───── Data for this exercise ─────

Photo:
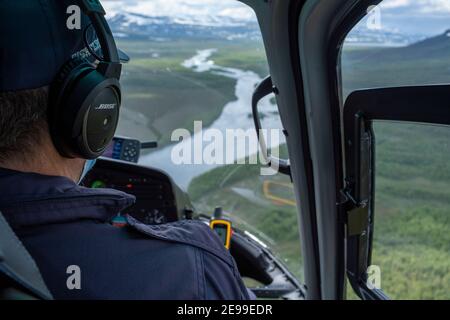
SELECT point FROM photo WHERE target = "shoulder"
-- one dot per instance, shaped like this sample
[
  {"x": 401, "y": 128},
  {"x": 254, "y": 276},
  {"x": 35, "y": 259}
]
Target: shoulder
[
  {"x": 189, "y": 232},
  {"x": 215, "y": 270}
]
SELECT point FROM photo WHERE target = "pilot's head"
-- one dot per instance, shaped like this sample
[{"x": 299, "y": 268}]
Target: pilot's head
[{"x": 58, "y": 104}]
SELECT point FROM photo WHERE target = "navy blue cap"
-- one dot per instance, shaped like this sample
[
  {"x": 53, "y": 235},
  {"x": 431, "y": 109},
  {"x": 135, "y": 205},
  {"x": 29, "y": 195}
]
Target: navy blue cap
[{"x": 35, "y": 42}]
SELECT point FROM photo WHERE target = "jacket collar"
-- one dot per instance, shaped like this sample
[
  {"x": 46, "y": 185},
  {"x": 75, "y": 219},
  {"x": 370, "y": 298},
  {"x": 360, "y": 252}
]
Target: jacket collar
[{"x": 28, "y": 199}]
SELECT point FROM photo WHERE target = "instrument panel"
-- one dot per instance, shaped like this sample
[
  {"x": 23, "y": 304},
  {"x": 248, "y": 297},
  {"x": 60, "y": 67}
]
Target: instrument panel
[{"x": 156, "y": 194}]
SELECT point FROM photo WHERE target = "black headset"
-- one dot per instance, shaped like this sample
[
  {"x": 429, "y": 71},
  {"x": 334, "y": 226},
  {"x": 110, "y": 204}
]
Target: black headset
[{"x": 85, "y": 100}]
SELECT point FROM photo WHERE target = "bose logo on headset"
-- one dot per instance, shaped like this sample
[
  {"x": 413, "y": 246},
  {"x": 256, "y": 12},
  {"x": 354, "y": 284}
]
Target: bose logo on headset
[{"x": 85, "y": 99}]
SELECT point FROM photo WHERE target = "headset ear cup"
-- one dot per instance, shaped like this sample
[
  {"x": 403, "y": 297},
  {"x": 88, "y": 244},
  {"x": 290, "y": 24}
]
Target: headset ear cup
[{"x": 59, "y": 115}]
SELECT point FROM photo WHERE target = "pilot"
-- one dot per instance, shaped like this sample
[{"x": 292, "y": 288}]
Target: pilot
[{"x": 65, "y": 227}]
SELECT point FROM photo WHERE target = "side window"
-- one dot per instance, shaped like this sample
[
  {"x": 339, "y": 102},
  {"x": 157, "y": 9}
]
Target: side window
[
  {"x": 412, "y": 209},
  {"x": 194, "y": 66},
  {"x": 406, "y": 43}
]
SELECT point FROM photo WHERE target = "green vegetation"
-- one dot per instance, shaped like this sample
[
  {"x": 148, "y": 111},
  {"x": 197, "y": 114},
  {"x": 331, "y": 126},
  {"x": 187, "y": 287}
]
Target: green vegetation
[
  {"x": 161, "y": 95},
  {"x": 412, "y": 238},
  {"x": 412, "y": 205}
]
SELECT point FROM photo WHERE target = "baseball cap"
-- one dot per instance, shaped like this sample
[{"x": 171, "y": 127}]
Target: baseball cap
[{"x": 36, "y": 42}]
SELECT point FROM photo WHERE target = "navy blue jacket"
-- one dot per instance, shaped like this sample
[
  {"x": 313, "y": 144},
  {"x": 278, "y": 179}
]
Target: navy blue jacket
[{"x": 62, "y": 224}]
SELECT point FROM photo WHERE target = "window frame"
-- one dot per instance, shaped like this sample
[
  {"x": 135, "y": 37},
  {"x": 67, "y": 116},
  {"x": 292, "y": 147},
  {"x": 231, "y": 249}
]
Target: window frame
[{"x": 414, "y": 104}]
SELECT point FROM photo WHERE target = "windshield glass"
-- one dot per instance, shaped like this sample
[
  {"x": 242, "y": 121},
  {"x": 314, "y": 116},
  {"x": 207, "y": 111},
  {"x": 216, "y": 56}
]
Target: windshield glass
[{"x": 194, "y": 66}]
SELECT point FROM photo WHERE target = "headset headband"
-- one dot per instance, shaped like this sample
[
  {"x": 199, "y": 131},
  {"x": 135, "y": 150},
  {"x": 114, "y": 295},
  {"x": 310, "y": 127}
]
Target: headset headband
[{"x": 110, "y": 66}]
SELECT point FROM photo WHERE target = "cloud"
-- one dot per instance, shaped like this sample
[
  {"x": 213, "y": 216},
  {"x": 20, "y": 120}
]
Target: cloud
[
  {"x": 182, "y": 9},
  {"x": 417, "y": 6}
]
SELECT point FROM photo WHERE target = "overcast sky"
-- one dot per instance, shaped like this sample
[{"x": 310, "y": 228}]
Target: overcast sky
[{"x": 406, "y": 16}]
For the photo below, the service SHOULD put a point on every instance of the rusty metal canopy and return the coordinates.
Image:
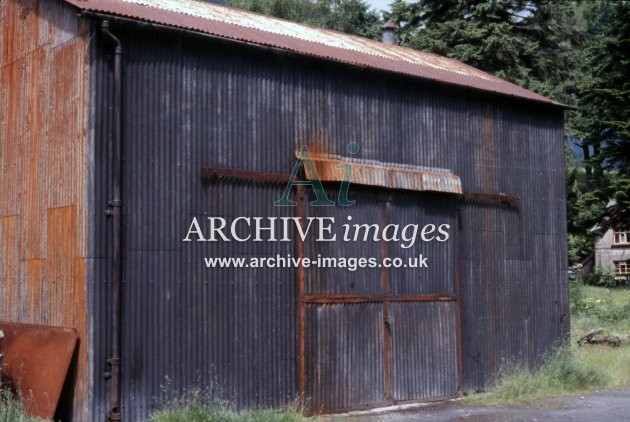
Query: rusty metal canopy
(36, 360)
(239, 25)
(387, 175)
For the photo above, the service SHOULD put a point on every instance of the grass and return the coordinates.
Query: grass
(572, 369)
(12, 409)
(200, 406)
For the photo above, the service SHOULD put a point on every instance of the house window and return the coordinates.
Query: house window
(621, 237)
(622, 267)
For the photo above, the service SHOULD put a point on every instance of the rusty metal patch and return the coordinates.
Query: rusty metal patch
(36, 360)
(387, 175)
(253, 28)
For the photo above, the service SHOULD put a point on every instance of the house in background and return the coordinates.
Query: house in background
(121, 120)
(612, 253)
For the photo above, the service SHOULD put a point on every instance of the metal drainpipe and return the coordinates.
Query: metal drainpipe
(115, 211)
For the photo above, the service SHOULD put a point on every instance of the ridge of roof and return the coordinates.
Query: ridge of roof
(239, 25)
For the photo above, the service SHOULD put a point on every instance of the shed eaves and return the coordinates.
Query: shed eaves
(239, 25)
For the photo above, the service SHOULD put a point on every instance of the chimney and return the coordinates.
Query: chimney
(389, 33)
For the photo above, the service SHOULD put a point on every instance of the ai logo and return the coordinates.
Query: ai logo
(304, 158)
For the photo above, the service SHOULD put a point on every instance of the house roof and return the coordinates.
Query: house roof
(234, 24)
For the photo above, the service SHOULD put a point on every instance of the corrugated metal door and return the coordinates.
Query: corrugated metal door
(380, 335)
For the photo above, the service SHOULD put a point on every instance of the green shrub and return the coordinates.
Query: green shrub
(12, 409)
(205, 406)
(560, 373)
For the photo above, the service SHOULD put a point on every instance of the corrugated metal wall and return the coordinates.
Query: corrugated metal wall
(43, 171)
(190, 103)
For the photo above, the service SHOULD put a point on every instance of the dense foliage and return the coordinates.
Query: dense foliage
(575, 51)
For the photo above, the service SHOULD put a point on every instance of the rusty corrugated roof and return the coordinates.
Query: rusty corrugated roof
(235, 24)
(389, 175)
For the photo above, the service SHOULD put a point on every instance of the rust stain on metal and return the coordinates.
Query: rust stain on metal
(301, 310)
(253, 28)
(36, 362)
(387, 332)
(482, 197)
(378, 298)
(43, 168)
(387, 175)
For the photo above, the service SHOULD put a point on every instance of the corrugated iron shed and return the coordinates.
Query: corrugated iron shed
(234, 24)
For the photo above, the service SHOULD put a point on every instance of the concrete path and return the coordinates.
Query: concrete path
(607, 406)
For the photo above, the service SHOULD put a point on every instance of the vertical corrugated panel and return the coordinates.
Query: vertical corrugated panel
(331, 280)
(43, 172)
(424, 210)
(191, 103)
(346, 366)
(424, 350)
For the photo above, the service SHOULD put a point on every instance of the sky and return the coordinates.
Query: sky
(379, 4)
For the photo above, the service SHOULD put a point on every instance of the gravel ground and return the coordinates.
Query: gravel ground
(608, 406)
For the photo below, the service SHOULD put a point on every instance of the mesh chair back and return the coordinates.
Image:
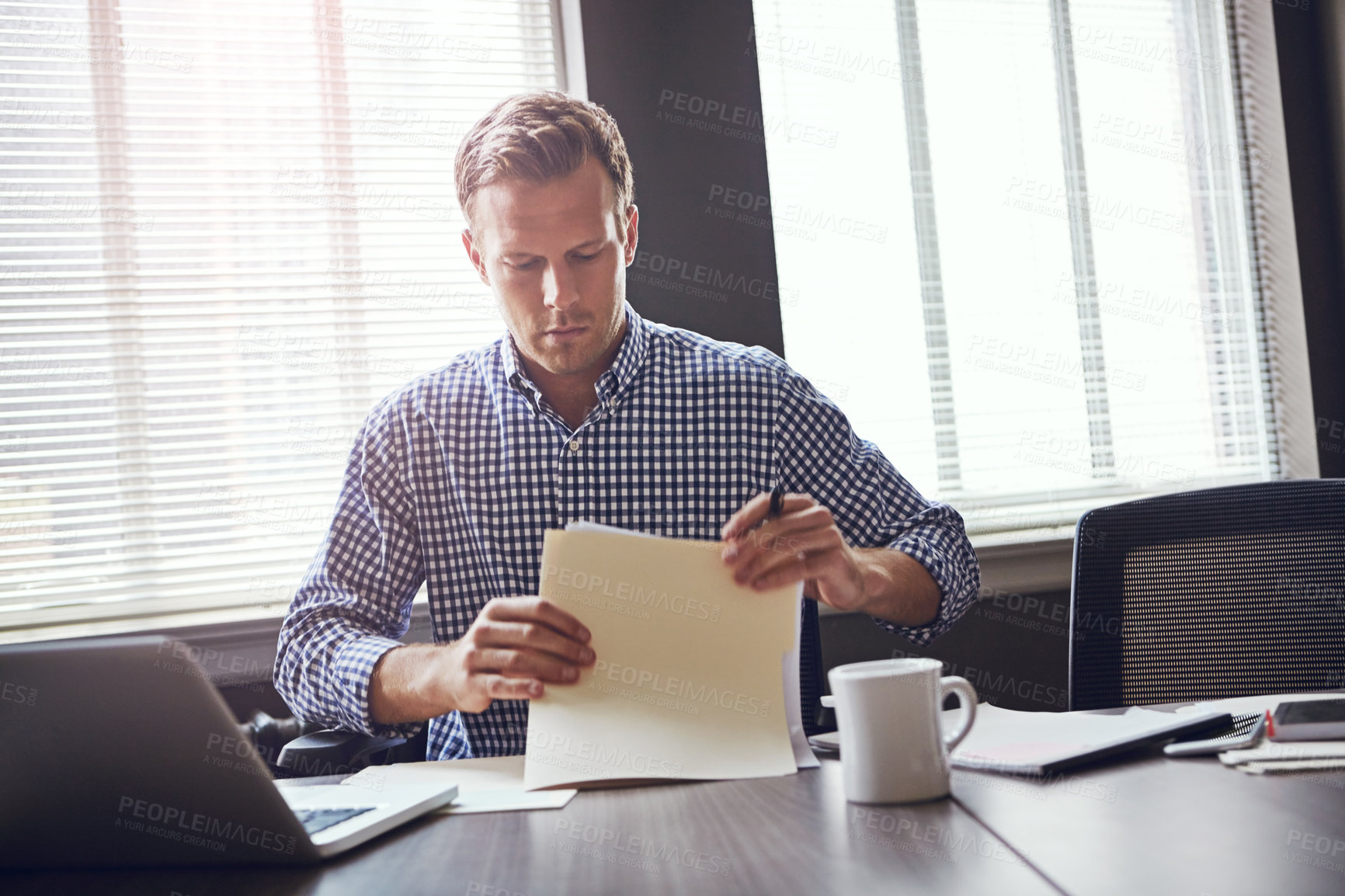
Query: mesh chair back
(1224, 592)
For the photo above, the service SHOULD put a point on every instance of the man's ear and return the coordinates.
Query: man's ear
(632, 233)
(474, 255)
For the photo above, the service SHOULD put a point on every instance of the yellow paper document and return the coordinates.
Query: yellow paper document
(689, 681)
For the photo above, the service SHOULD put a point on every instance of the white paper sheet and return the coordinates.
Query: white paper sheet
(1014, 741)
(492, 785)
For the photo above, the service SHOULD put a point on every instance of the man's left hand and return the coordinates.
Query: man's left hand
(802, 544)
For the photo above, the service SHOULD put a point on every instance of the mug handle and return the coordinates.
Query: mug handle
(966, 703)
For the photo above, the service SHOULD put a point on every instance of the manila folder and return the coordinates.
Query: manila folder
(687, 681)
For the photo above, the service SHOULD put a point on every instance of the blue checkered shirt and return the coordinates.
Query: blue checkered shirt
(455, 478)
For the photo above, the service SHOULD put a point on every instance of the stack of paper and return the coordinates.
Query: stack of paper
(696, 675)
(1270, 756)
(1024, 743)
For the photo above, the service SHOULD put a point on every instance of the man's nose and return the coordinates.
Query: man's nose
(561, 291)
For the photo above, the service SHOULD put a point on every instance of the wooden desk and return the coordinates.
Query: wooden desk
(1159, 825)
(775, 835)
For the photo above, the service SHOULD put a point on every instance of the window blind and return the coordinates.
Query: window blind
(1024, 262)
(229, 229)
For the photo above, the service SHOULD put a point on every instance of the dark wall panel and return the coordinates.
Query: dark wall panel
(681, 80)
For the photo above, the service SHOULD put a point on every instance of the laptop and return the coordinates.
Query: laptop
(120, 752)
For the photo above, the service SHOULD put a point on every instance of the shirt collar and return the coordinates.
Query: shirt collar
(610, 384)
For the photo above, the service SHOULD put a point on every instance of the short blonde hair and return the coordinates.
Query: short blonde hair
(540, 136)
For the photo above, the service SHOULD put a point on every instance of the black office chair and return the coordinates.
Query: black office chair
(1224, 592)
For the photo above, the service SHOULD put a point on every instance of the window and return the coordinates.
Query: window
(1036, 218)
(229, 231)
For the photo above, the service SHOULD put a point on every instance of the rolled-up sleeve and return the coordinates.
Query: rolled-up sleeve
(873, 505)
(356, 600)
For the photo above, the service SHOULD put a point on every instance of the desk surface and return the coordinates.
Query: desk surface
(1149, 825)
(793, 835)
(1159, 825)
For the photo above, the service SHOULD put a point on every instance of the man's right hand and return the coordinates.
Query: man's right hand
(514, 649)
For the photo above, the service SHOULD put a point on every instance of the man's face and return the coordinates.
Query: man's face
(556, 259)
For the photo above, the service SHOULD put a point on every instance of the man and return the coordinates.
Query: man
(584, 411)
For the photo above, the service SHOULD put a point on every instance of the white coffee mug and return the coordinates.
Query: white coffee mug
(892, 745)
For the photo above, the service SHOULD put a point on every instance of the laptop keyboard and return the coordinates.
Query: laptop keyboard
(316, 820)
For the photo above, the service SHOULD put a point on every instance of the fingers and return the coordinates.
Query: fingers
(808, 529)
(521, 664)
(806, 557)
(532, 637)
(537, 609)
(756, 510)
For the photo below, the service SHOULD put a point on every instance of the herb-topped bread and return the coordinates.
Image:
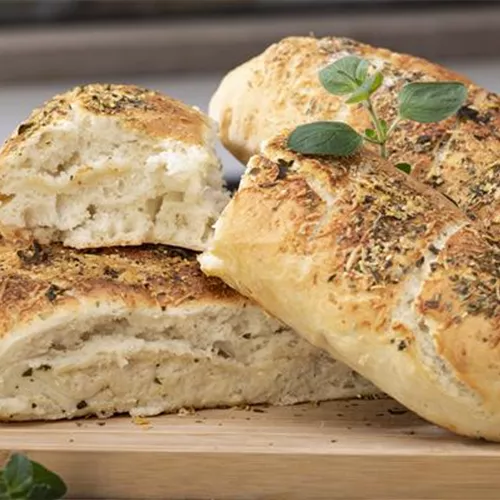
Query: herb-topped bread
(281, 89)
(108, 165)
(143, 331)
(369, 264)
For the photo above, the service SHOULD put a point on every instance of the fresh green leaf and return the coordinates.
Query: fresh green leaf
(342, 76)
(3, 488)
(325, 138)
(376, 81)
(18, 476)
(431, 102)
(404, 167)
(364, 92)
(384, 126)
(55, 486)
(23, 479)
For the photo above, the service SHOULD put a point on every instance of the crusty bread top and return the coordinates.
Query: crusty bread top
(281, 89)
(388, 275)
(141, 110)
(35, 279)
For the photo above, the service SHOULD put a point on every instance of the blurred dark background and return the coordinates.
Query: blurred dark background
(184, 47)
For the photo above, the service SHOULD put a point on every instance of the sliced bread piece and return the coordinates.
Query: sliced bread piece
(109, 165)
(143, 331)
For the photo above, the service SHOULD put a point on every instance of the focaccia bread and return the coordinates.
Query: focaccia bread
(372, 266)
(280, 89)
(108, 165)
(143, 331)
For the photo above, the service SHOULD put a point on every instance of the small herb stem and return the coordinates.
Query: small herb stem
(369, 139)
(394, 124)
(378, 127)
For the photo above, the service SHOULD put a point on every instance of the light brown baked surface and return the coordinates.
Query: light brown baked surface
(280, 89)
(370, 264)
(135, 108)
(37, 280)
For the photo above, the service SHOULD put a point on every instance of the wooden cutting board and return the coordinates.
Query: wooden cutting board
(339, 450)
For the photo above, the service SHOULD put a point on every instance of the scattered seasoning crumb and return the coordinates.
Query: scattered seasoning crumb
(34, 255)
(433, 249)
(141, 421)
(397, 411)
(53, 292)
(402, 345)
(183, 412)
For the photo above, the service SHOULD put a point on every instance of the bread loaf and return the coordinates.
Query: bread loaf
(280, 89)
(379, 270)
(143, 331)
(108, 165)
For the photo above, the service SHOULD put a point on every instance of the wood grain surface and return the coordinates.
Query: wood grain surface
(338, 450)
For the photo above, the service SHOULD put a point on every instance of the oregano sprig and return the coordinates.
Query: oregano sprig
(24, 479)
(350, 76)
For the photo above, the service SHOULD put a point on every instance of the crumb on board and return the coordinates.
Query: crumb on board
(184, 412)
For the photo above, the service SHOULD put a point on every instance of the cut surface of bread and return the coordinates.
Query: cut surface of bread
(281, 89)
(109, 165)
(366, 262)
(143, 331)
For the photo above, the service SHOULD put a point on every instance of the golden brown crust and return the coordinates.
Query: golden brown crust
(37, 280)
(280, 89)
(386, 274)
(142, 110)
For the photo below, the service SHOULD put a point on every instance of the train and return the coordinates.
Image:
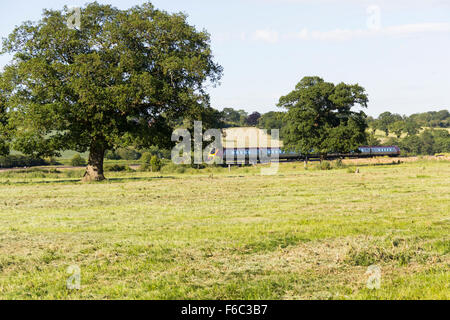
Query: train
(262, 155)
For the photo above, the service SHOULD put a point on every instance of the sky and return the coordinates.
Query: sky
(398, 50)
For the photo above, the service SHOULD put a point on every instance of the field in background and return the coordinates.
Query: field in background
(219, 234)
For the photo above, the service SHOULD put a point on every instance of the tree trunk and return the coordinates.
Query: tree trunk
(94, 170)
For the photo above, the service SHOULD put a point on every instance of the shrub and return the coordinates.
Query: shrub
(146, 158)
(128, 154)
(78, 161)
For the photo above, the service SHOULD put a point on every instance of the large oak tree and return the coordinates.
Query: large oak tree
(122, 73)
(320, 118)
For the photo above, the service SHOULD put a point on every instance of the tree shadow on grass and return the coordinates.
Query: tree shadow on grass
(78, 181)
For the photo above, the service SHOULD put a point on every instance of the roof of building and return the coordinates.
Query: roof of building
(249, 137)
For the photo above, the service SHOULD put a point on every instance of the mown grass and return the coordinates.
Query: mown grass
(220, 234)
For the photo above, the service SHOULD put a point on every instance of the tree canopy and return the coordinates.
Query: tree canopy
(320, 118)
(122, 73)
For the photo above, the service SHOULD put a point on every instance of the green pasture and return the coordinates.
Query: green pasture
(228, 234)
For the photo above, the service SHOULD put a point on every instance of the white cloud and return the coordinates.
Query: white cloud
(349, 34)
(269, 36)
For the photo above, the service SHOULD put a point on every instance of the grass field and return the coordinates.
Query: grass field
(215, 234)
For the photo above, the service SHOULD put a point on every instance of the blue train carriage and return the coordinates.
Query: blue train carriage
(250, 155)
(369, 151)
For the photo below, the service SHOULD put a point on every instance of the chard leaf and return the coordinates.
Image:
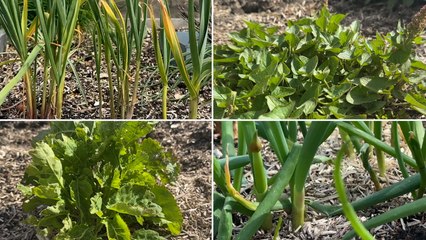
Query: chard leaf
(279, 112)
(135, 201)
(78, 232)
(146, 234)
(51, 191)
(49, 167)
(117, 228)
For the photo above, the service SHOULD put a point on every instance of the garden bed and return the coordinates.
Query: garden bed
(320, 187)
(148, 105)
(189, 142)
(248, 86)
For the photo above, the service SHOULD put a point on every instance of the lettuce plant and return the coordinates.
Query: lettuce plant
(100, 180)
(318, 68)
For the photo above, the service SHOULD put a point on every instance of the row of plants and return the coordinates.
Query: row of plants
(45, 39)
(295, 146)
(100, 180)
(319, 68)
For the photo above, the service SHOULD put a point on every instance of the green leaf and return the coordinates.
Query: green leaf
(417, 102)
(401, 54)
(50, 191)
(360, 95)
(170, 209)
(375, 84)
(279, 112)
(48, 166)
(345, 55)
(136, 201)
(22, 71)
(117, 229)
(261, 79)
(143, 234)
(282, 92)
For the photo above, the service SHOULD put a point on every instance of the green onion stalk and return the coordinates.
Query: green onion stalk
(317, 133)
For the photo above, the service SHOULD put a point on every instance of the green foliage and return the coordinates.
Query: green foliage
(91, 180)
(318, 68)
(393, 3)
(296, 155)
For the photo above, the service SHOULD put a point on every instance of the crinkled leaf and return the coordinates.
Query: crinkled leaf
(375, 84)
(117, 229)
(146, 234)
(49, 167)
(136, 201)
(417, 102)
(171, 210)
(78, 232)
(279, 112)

─────

* [Short exercise] Set down only these lines, exactly: the line containing "stalk and return the coordinates." and each line after it, through the end of the listing.

* [Solution to this task]
For the photo above, the service SHOULD put a point on every instance of the green onion stalk and return the coordinates.
Query: green onion stalk
(317, 133)
For the photo above, the service SHOULD put a point on every instance of the green foliage and return the coordinates.
Query: green foliage
(91, 180)
(318, 68)
(393, 3)
(296, 155)
For the photo above, the service SHOULD put a point on every instance of the crinkled leaf and return the coordinates.
Query: crinkled leaf
(375, 84)
(117, 229)
(146, 234)
(49, 167)
(136, 201)
(417, 102)
(171, 210)
(78, 232)
(279, 112)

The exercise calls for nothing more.